▸ **GOAL OF THE EXERCISE**:
How many lines in the listing below contain the string "green"? Matching is case-sensitive; give only the number.

▸ **GIVEN DATA**:
--------------------------------------------------

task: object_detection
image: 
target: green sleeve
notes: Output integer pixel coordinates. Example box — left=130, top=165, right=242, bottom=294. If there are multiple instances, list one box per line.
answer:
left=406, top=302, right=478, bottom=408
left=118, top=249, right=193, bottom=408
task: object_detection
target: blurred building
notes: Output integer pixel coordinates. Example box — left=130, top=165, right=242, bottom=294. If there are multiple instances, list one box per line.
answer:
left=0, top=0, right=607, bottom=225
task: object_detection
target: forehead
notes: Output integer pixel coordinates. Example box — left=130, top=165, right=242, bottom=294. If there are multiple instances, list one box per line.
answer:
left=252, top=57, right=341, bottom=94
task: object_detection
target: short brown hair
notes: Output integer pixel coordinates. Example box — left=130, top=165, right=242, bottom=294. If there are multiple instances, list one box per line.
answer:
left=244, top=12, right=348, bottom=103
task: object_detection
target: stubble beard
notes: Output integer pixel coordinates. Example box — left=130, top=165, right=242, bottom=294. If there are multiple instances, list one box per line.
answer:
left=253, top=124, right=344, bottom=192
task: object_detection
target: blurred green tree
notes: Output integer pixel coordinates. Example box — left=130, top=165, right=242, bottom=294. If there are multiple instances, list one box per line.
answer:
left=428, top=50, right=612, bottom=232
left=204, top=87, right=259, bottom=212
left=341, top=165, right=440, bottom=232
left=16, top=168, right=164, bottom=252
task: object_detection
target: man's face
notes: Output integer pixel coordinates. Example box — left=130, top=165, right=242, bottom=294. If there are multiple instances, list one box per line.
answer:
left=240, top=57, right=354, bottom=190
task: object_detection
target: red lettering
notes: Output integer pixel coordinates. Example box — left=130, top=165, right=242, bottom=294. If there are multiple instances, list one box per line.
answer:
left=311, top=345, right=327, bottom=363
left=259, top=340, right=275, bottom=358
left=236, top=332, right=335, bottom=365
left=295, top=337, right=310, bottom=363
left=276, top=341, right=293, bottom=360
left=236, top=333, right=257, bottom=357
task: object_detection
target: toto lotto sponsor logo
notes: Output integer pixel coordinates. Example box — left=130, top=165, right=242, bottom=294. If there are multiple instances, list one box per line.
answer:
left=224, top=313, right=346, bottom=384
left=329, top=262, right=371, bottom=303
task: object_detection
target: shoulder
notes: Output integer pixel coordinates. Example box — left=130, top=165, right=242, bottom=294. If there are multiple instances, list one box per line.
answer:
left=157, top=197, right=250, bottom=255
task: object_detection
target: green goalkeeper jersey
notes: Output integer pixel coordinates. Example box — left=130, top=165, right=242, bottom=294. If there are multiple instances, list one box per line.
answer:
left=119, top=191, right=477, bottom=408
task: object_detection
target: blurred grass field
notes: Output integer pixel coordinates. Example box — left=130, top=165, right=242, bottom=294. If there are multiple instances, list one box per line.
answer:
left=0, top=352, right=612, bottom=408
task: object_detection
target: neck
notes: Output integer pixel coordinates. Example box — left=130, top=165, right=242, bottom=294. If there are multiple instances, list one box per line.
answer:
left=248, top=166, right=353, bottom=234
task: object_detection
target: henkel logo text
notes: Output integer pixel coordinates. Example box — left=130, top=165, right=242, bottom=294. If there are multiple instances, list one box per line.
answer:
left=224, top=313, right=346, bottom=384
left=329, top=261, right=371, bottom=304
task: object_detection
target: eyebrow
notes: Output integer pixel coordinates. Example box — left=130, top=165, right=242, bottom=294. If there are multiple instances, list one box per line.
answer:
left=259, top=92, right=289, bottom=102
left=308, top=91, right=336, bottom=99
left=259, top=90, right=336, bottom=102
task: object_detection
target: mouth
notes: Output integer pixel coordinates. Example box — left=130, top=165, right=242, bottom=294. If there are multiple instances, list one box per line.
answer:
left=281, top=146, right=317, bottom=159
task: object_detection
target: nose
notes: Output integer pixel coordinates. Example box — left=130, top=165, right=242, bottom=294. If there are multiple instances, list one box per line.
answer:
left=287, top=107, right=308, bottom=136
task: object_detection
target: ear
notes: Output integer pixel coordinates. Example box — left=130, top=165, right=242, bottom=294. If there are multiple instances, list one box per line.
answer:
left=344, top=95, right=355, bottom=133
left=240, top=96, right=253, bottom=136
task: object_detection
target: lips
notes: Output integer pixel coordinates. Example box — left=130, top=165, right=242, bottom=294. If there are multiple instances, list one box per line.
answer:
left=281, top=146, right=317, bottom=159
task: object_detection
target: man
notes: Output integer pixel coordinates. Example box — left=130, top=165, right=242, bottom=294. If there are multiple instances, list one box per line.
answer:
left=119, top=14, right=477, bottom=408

--------------------------------------------------

▸ **COMPLETE RESPONSE**:
3